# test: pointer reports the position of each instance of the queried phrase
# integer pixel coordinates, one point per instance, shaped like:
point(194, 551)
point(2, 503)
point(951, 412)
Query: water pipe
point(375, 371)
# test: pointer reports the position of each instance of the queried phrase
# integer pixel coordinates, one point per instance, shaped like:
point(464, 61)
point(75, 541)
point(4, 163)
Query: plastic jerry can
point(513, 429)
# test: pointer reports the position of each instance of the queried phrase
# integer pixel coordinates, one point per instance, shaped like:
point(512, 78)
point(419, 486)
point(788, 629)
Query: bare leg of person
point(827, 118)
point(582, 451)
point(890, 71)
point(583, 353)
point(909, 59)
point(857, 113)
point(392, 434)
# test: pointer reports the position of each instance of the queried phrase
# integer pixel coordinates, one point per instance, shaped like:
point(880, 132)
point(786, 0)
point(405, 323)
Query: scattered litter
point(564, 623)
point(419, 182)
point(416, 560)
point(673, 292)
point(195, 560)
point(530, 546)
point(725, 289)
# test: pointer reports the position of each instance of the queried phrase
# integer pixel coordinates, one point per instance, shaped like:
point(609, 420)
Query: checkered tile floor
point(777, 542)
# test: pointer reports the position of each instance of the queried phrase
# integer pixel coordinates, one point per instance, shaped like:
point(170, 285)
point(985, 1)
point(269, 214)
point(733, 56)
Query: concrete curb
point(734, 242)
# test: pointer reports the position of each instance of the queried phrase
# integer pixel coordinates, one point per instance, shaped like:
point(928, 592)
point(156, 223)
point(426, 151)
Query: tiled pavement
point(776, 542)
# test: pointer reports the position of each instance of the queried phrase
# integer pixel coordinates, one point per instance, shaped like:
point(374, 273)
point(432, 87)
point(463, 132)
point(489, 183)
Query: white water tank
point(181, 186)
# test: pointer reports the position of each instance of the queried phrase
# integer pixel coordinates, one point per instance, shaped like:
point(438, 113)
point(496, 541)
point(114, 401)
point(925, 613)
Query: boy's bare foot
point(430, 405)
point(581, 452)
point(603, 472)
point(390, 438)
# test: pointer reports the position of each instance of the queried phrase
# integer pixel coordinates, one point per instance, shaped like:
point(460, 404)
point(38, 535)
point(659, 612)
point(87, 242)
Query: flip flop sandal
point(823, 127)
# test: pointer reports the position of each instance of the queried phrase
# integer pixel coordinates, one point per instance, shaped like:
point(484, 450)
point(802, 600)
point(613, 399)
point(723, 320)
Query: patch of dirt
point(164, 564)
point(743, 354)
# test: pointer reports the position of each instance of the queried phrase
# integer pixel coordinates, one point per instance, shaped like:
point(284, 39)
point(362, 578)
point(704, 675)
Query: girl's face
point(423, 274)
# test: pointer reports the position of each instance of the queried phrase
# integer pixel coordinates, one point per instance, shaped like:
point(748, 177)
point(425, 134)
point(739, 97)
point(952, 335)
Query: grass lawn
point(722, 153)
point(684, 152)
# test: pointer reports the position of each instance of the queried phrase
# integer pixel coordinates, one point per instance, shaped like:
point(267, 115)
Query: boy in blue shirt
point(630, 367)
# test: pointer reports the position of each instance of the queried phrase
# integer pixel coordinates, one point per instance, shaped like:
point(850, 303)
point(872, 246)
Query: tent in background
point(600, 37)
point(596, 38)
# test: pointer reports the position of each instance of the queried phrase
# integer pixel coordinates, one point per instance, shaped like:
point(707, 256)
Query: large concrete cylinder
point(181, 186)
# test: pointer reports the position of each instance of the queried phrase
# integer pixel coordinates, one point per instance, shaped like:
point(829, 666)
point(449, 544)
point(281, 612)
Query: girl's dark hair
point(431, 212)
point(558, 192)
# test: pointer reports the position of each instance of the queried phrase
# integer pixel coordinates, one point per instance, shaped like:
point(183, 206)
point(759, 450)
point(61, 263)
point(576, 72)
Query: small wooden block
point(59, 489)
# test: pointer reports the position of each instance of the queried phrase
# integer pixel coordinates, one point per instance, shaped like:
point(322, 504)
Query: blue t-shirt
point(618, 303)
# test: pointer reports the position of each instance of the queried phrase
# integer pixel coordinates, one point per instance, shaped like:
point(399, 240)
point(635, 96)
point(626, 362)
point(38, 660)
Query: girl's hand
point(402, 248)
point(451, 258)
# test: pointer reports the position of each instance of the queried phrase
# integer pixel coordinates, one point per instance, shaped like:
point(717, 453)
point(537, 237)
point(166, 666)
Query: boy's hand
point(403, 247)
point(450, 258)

WHAT THE TASK ASKS:
Gather every line of the records above that contains the string "bare" and copy each one unchanged. Case counts.

RESULT:
Query: bare leg of person
Query: boy's bare foot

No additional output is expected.